*** Listed entries

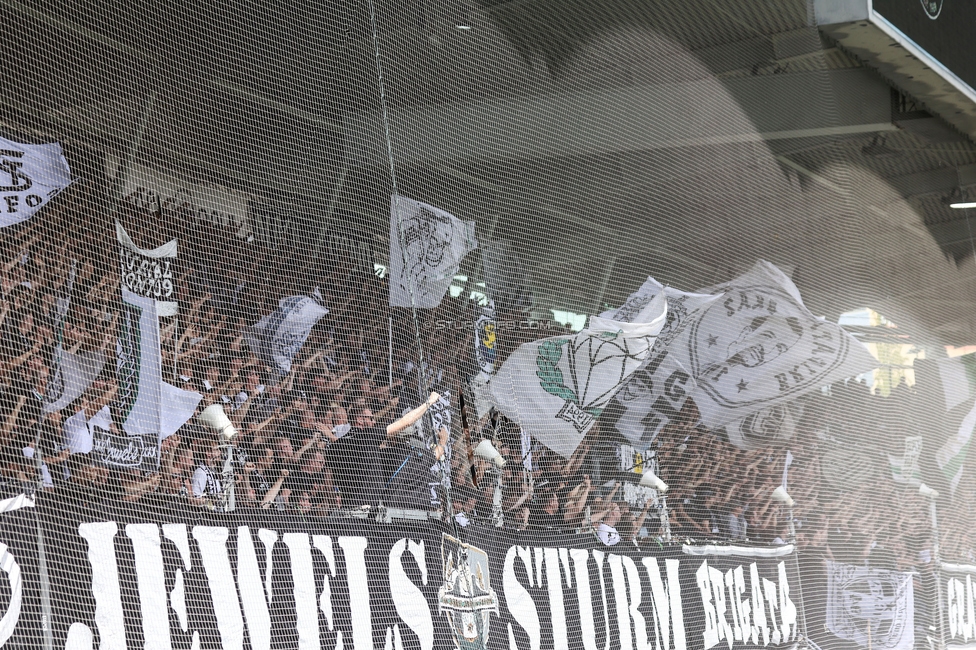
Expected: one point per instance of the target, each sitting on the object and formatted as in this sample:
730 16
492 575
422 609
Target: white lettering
557 608
303 581
758 608
152 584
742 606
10 617
598 556
718 589
769 588
733 602
252 591
212 541
710 635
971 627
666 604
954 607
176 533
324 544
581 558
105 583
787 610
408 599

******

== Requirement ==
Every entry above needs to be printed again exactly, with its pictures left out.

== Task output ==
Expected: one point per instance of the target, each sitting on the object and formatted as in this sample:
730 16
492 575
422 609
Target: white lettering
557 608
303 581
758 608
152 584
742 606
10 617
598 556
718 589
769 588
733 602
252 591
212 541
710 635
971 627
666 604
954 607
176 533
324 544
581 558
105 583
787 610
408 599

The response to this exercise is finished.